**Text shown**:
-=-=-
# April 2009 Electrical PE Exam Changes



## csanped411 (May 6, 2008)

I do not know if this is a repost, but is anyone aware of the changes for the electrical PE exam starting in April 2009? Check out SC website http://www.llr.state.sc.us/POL/Engineers/ and look for the "Notice of Future Changes to NCEES Examinations and Supporting Materials" headline under "Board News". Pretty much, there is no more electrical breadth (morning) exam. Electrical engineers will have to choose between a computer, elecronic and power _*OVERALL *_exam. I belive this should of been done along time ago!


----------



## wilheldp_PE (May 6, 2008)

Bitchin'. If I didn't pass, I may just wait until next April to take a Computer/Computer exam. It does seem odd that they would do away with the General AM altogether though. It seems like there would be an option to take a General OR Specific AM section...sorta like the FE PM section.


----------



## rcurras (May 6, 2008)

csanped411 said:


> I do not know if this is a repost, but is anyone aware of the changes for the electrical PE exam starting in April 2009? Check out SC website http://www.llr.state.sc.us/POL/Engineers/ and look for the "Notice of Future Changes to NCEES Examinations and Supporting Materials" headline under "Board News". Pretty much, there is no more electrical breadth (morning) exam. Electrical engineers will have to choose between a computer, elecronic and power _*OVERALL *_exam. I belive this should of been done along time ago!


Based on the provided document, it will be a test of 80 questions for each 3 specialties. How the “lunch break” will be determined?

Thanks.

RC


----------



## mudpuppy (May 6, 2008)

Huh, the letter is from Tim @ NCEES.

This is interesting. I have to think about it some more, whether I think it is a good thing or not. The test keeps getting more and more specialized. And I wonder what we're losing with that.

However, I would be careful what you wish for. While this sounds like the test will be easier and may be very good news for Computer engineers, it could backfire on others. I foresee this exam could have many more of the qualitative, experienced-based questions that are difficult to prepare for without a broad base of experience.


----------



## benbo (May 6, 2008)

I don't care one way or the other, and actually I'm happy for some people who have difficulty with the AM. But the cynical side of me says they are doing this to try to get more Electrical Engineers to become registered, noting a large, untapped pool that may not take the exam because they are too specialized. I'll be interested to see the topic headings when they come out.
-=-=-
**Listed records**:
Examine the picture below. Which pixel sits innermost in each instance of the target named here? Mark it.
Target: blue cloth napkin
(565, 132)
-=-=-
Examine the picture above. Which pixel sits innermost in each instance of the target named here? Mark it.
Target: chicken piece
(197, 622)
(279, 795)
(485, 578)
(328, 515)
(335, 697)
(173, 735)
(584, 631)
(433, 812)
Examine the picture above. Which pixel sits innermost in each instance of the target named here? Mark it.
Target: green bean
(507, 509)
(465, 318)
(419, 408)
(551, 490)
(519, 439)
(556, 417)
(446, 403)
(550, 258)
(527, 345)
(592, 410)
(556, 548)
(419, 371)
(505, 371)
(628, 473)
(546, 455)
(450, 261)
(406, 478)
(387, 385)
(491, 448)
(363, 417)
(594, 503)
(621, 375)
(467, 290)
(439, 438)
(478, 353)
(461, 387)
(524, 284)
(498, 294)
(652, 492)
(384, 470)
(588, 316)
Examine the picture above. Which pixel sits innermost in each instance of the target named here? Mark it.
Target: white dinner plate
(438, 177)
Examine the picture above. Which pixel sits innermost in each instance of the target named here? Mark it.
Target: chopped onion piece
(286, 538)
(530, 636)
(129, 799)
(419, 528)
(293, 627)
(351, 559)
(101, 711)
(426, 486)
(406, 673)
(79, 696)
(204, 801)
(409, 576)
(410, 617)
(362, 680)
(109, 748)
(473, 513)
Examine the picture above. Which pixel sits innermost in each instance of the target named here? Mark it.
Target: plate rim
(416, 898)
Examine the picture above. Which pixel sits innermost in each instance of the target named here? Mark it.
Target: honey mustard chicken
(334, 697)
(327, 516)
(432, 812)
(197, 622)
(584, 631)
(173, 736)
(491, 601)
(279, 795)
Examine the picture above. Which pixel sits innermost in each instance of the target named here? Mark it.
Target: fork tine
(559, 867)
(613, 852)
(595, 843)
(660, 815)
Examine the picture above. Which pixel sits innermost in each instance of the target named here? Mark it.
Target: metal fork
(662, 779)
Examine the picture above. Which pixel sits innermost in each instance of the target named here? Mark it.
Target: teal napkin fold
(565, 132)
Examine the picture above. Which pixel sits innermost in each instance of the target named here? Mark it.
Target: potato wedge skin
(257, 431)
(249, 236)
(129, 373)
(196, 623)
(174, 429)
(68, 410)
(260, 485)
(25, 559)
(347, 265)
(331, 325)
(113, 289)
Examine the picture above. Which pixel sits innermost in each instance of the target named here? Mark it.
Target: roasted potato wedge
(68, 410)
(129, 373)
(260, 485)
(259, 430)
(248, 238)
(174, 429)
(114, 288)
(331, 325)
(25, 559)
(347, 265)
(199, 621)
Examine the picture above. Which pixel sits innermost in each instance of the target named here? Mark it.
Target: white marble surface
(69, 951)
-=-=-
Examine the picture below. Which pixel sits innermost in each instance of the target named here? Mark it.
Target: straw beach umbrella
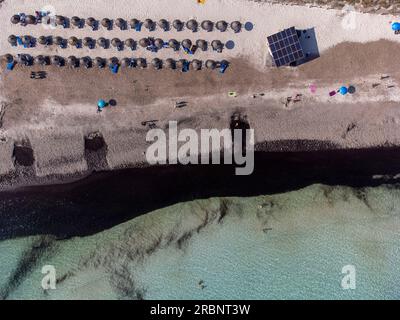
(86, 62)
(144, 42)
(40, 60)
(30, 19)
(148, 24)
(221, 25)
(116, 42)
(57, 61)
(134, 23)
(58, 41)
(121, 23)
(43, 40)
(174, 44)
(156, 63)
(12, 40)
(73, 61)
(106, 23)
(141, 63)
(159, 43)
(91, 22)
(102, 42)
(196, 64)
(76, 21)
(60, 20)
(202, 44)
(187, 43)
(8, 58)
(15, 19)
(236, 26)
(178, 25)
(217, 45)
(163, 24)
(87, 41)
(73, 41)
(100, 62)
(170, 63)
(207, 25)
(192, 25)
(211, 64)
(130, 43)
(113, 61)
-=-=-
**Work required**: Retype the text of the forum thread on the April 2009 electrical PE exam changes word for word, starting with "## csanped411 (May" and going on through "FE PM section.".

**Response for this exercise**:
## csanped411 (May 6, 2008)

I do not know if this is a repost, but is anyone aware of the changes for the electrical PE exam starting in April 2009? Check out SC website http://www.llr.state.sc.us/POL/Engineers/ and look for the "Notice of Future Changes to NCEES Examinations and Supporting Materials" headline under "Board News". Pretty much, there is no more electrical breadth (morning) exam. Electrical engineers will have to choose between a computer, elecronic and power _*OVERALL *_exam. I belive this should of been done along time ago!


----------



## wilheldp_PE (May 6, 2008)

Bitchin'. If I didn't pass, I may just wait until next April to take a Computer/Computer exam. It does seem odd that they would do away with the General AM altogether though. It seems like there would be an option to take a General OR Specific AM section...sorta like the FE PM section.